*The problem*.
The entries that follow should be written out exactly.

*Exercise data*.
━━━━

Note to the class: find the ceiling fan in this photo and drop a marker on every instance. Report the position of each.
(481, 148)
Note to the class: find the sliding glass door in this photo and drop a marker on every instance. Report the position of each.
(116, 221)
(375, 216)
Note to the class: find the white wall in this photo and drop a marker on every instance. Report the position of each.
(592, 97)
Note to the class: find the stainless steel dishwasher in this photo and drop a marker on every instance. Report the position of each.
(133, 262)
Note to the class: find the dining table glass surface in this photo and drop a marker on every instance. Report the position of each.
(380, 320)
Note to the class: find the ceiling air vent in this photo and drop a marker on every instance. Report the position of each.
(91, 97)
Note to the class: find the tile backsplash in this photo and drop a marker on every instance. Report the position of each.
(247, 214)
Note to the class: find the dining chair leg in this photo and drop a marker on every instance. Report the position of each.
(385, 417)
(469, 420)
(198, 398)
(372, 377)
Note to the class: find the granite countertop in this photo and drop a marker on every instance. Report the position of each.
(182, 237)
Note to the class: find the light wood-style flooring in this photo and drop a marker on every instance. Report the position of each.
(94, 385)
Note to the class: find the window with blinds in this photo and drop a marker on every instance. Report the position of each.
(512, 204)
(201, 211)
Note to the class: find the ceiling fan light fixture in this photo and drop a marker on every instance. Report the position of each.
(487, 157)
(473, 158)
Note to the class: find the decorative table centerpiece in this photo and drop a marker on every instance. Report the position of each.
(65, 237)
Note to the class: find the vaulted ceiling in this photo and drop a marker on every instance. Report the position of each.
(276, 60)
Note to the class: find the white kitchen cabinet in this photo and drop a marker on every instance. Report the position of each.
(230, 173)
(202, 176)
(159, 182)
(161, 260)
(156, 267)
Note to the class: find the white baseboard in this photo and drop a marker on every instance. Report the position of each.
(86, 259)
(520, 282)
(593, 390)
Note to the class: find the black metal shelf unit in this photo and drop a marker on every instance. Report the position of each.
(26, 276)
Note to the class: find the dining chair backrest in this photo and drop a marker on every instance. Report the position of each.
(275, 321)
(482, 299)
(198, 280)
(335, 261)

━━━━

*Solution for this task*.
Note to the class: find the ceiling fan in this photo and drop a marker on every instance. Report the position of each.
(481, 148)
Note to the class: find the sliding glass door in this photo and drop a marker on every instance. Report the position of each.
(116, 221)
(375, 216)
Note to the class: find the white wall in this photo and drop a marker on every instance. Report the position of each.
(592, 97)
Note to the class: find the stainless steel dishwasher in this photo and drop a marker on every instance. Report the position of each.
(133, 262)
Note to the class: find the dining table glass surface in this photo and drop a marker on every instance. Report the position of each.
(380, 320)
Note to the class: find the ceiling air vent in this photo and drop a marker on every instance. Report the position of each.
(91, 97)
Note to the class: find the tile backsplash in this photo and drop a marker on every instance. Report the position of each.
(247, 214)
Note to the class: find the dining chair leg in this photo and drop a marker on every instance. Report the position of each.
(385, 417)
(469, 420)
(198, 398)
(372, 377)
Note to the class: find the granite countertop in this photo and drop a marker on every instance. Report the position of each.
(182, 237)
Note to the class: find the light wood-style flooring in this photo and drop a marker on every instance. Report the position of each.
(94, 385)
Note to the class: find the window with blinds in this photo and drop a marker on every instance. Report the position of each.
(512, 204)
(201, 211)
Note to the class: find the ceiling fan light fixture in this photo and drop a marker on every instance. Report the position of each.
(487, 157)
(473, 158)
Note to the class: find the decorative table centerpiece in this photo and drop a marker on every instance. Report the position of each.
(65, 237)
Note to the class: find the vaulted ceiling in this photo and drop a marker on every instance. Report the position of each.
(276, 60)
Note to the class: find the white kitchen cabinet in this photo and drop a marker on every instance. Report the position of each.
(230, 173)
(202, 176)
(159, 182)
(161, 260)
(156, 267)
Note to the class: find the white baseboard in this photo and drop a marker on every instance. Report the position of each.
(86, 259)
(520, 282)
(593, 390)
Note to the class: find the black metal shelf unit in this photo and drop a marker on every instance. Report the position of each.
(26, 276)
Note to the class: find the dining chair backrest in this photo and drop a marker on every instance. Report the position of each.
(275, 321)
(482, 299)
(198, 280)
(335, 261)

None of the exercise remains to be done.